EXERCISE GOAL
Return, unchanged, everything from the line containing "Exercise. Put one marker on every instance of the distant hill" down to the end of the entries.

>> Start RECORDS FOR THIS TASK

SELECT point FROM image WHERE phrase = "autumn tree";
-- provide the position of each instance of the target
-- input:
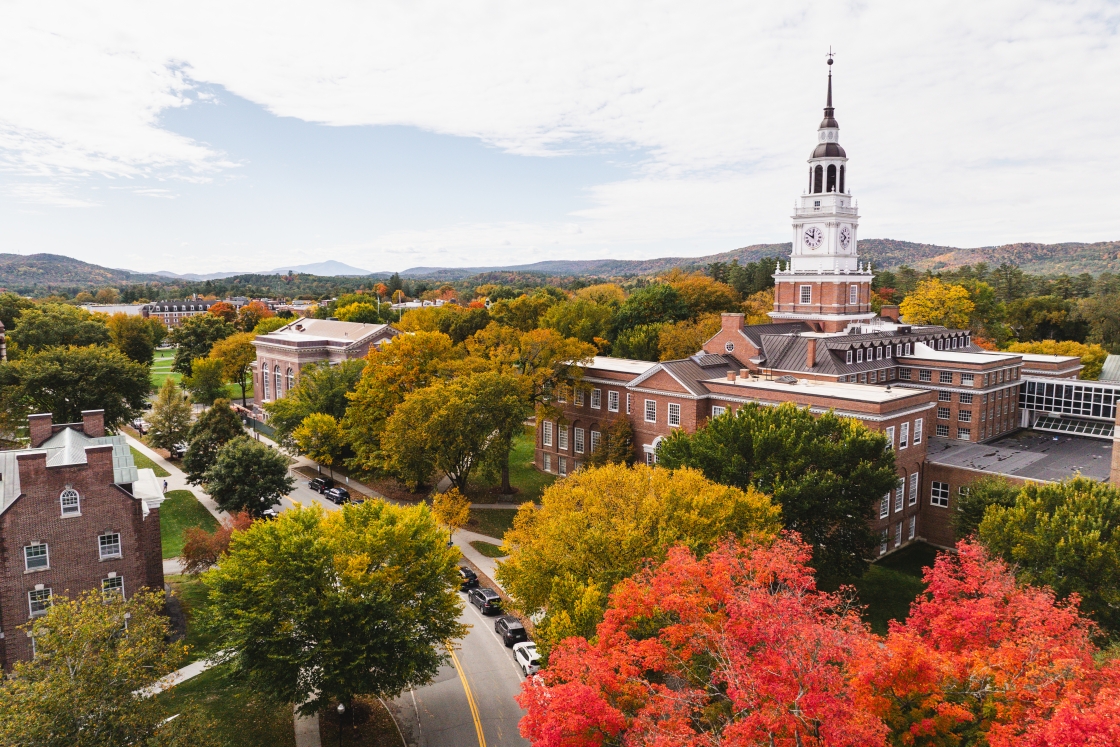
(826, 473)
(195, 337)
(736, 647)
(602, 524)
(451, 509)
(248, 475)
(216, 426)
(322, 438)
(236, 354)
(169, 420)
(936, 302)
(1066, 537)
(316, 608)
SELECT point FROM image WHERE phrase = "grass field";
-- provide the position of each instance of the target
(179, 512)
(143, 463)
(240, 718)
(889, 586)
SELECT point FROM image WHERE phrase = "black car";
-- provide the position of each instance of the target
(320, 484)
(511, 629)
(487, 601)
(338, 495)
(467, 579)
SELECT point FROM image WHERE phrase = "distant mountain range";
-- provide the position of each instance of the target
(27, 272)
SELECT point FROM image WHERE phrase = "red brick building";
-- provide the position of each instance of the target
(71, 521)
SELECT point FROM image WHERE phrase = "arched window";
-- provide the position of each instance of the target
(71, 502)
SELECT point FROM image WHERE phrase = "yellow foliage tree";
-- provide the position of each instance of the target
(936, 302)
(1092, 356)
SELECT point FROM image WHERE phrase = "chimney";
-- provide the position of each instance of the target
(93, 422)
(39, 427)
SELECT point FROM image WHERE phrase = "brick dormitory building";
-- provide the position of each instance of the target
(75, 515)
(951, 410)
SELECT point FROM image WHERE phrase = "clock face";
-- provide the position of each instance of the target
(813, 236)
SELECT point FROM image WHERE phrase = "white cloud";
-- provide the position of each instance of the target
(966, 122)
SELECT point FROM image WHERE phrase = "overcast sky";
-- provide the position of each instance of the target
(201, 137)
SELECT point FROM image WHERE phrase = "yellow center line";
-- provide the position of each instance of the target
(470, 698)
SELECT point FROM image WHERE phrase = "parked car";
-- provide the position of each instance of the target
(467, 579)
(320, 484)
(511, 629)
(338, 495)
(486, 600)
(526, 656)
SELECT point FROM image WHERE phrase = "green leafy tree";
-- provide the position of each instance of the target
(318, 608)
(56, 325)
(65, 381)
(93, 656)
(248, 475)
(603, 524)
(236, 354)
(449, 426)
(322, 388)
(826, 473)
(215, 428)
(1064, 535)
(206, 381)
(195, 337)
(322, 438)
(169, 420)
(132, 336)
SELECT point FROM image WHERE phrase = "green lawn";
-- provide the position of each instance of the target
(889, 586)
(487, 549)
(491, 522)
(143, 461)
(179, 512)
(240, 717)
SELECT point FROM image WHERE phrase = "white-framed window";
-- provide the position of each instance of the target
(36, 557)
(112, 586)
(109, 545)
(38, 601)
(71, 503)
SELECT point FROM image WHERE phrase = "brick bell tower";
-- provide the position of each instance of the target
(823, 283)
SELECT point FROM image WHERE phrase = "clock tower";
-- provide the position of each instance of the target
(823, 283)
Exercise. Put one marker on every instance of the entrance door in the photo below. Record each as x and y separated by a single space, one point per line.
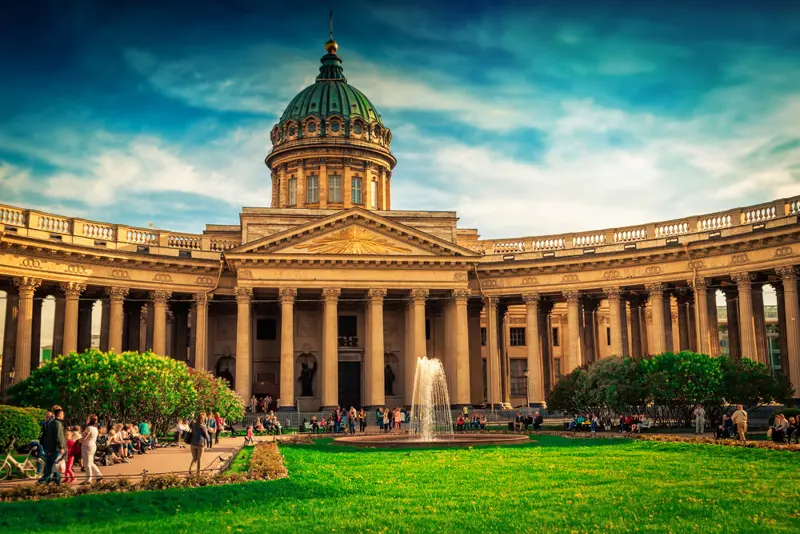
350 384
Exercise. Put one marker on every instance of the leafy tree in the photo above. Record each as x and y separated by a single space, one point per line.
123 387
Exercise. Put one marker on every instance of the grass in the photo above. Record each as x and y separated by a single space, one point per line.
242 460
552 484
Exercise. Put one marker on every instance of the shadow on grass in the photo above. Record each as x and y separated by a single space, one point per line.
112 508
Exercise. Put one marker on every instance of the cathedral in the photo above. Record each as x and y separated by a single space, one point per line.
329 296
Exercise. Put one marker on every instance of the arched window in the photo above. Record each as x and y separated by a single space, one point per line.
356 190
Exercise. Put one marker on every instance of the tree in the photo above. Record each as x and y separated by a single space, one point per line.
126 387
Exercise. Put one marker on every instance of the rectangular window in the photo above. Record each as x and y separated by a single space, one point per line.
266 329
518 379
355 191
312 190
334 188
293 192
517 337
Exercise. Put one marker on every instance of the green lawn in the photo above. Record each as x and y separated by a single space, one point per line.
553 484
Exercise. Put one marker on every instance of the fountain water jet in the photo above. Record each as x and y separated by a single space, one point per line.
431 418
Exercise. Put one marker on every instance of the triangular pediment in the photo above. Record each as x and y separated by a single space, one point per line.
353 232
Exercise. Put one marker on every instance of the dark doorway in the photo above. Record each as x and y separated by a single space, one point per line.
350 384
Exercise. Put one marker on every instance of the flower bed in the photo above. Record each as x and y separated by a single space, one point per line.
266 463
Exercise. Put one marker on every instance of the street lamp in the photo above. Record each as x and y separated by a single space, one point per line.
527 394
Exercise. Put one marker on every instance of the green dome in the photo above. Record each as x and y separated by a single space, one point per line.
331 95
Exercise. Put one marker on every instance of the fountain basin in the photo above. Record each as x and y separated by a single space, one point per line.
409 441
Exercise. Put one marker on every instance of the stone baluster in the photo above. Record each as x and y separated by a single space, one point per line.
330 348
288 296
26 286
243 385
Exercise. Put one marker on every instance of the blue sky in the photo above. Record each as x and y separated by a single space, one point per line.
526 118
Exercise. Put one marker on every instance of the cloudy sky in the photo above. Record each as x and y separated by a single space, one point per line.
559 117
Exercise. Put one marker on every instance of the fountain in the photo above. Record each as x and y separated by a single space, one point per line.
431 418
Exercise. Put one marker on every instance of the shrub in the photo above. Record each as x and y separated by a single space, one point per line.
18 423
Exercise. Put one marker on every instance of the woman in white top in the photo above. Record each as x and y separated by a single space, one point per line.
88 448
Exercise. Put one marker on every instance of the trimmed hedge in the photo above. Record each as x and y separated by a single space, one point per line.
21 424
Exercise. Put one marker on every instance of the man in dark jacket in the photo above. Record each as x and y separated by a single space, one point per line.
55 444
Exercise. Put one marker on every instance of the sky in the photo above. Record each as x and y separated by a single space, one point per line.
526 118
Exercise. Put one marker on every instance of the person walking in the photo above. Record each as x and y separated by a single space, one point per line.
198 437
55 446
88 450
699 419
739 419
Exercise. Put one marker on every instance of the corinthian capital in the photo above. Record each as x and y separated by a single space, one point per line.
72 289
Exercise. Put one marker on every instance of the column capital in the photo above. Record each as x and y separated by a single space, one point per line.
376 294
571 296
331 294
160 296
612 293
787 272
743 280
656 288
244 294
287 295
419 294
72 289
116 294
27 284
531 299
461 295
202 298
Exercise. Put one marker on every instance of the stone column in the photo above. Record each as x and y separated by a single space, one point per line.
460 364
572 352
85 309
36 333
415 341
25 289
72 292
58 325
330 348
492 352
116 301
373 358
734 339
160 321
535 367
744 283
760 325
287 296
636 326
792 326
656 292
475 356
701 322
784 347
104 318
682 298
244 384
9 336
200 318
615 320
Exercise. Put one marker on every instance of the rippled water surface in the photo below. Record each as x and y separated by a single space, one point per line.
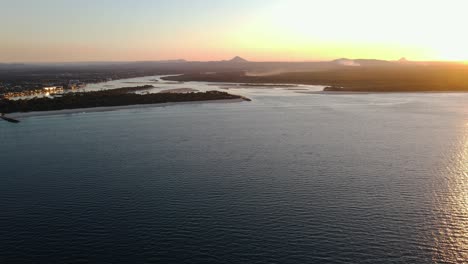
287 178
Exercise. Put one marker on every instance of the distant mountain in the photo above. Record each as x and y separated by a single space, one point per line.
346 62
238 59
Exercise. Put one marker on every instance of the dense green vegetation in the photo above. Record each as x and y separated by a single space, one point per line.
116 97
394 78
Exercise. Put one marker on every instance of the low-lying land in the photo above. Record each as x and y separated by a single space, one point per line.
116 97
393 78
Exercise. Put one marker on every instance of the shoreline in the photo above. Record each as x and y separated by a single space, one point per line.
116 108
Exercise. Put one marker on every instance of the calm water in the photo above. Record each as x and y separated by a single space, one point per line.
287 178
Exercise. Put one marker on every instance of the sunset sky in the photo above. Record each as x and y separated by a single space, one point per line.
261 30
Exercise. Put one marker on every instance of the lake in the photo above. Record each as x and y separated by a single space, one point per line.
286 178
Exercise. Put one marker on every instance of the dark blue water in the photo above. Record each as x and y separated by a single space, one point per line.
284 179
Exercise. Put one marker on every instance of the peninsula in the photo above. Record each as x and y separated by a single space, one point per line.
109 98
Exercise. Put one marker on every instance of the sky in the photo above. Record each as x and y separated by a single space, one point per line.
258 30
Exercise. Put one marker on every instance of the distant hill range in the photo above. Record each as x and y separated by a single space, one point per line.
238 59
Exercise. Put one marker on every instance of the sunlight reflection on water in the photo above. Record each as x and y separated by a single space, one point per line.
451 239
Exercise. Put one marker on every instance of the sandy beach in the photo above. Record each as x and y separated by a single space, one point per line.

>> End RECORDS FOR THIS TASK

OUTPUT
Exercise. Put one marker on every instance of the distant hill range in the photo above. Record each as x and y separated by a single space, one point per line.
238 59
Exercise. Put one marker on every instance of the sunlight reflection on water in the photo above. Record each as x and y separated by a single space, one point per line.
451 239
Exercise. Put one marker on every instance of the sandy beach in the photo above. Record each as x and y separated by a single space, one point per line.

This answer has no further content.